Your instructions
In the abstract below on selective internal radiation therapy, why did only 11 of the 12 patients go on to receive treatment? Answer in one to three sentences.

Source extract
- Opening Delimiter -
    • A retrospective analysis of selective internal radiation therapy (SIRT) with yttrium-90 microspheres in patients with unresectable hepatic malignancies.

      Omed, A; Lawrance, Jeremy A L; Murphy, G; Laasch, Hans-Ulrich; Wilson, G; Illidge, Timothy M; Tipping, Jill; Zivanovic, M; Jeans, S; Manchester Medical School, University of Manchester, Stopford Building, Manchester, UK. aliomed0101@doctors.org.uk (2010-09)
      AIM: To evaluate the efficacy and safety of selective internal radiation therapy (SIRT). MATERIALS AND METHODS: A retrospective analysis was undertaken of all patients who underwent SIRT at a single institution. Diagnostic and therapeutic angiograms, computed tomography (CT) images, positron-emission tomography (PET) images, and planar isotope images were analysed. The response to SIRT was analysed using radiological data and tumour markers. Overall survival, complications, and side effects of SIRT were also analysed. RESULTS: The initial 12 patients were included on an intention-to-treat basis, between 21/09/2005 and 07/05/2008. All patients had advanced disease and multiple prior courses of chemotherapy. One patient did not receive yttrium-90 due to complex vascular anatomy; the remaining 11 patients underwent 13 SIRT treatment episodes following work-up angiography. A response was seen using PET in 80% of patients. Using CT, the response of the tumour to therapy in the treated hepatic segments demonstrated a 20% partial response, stable disease in 50%, and progressive disease in 30%. Estimated median survival was 229 days, with 64% of patients still alive at the time of writing. No major complications were observed, although 82% of patients experienced side-effects following SIRT, mainly nausea, vomiting, and abdominal pain. CONCLUSIONS: There have been no complications in the 12 SIRT patients. Tumour response was seen in four out of five patients who underwent PET. Objective CT response rates were mixed and are perhaps partially explained by advanced disease and limitations of using measurements to assess response. This complex and potentially hazardous service has been successfully and safely established.
- Closing Delimiter -
Supplied data
- Opening Delimiter -
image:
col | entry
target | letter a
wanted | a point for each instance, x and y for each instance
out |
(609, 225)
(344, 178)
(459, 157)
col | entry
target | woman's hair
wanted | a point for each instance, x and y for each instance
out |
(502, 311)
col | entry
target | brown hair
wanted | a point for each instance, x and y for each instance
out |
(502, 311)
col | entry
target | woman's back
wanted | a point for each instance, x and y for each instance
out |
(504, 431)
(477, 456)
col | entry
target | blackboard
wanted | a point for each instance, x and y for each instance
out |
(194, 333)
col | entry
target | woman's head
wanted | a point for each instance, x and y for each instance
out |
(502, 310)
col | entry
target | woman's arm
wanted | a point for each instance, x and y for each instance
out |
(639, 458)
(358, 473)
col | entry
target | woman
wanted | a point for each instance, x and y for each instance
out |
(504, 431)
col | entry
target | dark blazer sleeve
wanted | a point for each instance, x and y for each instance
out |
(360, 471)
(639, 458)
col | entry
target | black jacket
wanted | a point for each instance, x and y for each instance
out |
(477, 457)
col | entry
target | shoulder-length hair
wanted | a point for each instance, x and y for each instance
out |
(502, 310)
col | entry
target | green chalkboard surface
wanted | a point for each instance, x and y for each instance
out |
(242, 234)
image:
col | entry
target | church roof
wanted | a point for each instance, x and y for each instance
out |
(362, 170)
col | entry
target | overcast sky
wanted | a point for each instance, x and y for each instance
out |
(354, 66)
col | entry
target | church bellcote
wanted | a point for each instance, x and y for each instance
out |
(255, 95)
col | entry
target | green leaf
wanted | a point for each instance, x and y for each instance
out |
- Closing Delimiter -
Finished exercise
One patient did not receive yttrium-90 because of complex vascular anatomy. The remaining 11 patients underwent 13 SIRT treatment episodes after work-up angiography.